━━━ Supplied material ━━━

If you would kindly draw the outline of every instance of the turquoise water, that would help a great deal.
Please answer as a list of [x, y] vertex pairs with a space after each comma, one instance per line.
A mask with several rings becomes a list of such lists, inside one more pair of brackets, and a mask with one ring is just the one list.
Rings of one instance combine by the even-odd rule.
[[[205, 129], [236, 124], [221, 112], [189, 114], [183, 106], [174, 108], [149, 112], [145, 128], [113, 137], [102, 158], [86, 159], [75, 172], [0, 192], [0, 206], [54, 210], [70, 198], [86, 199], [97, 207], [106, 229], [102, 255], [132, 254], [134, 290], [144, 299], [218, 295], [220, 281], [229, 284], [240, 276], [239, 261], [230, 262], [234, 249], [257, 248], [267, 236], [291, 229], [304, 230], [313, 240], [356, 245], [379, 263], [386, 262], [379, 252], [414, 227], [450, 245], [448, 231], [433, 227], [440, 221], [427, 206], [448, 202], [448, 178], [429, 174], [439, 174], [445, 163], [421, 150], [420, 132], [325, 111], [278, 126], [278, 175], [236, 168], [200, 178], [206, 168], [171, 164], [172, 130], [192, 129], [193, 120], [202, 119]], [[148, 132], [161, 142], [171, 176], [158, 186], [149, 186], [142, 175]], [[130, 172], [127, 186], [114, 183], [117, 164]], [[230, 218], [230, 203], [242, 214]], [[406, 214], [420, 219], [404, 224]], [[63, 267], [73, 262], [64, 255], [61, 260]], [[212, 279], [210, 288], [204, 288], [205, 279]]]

━━━

__What the task asks__.
In the listing above, locate the line containing "Please answer as" and the line containing "A mask with several", then transcribe both and every line between them verbatim.

__Solution__.
Please answer as a list of [x, y] vertex pairs with a space after each comma, one instance per line.
A mask with several rings becomes a list of such lists, inside one more pair of brackets, and a mask with one ring is just the one list.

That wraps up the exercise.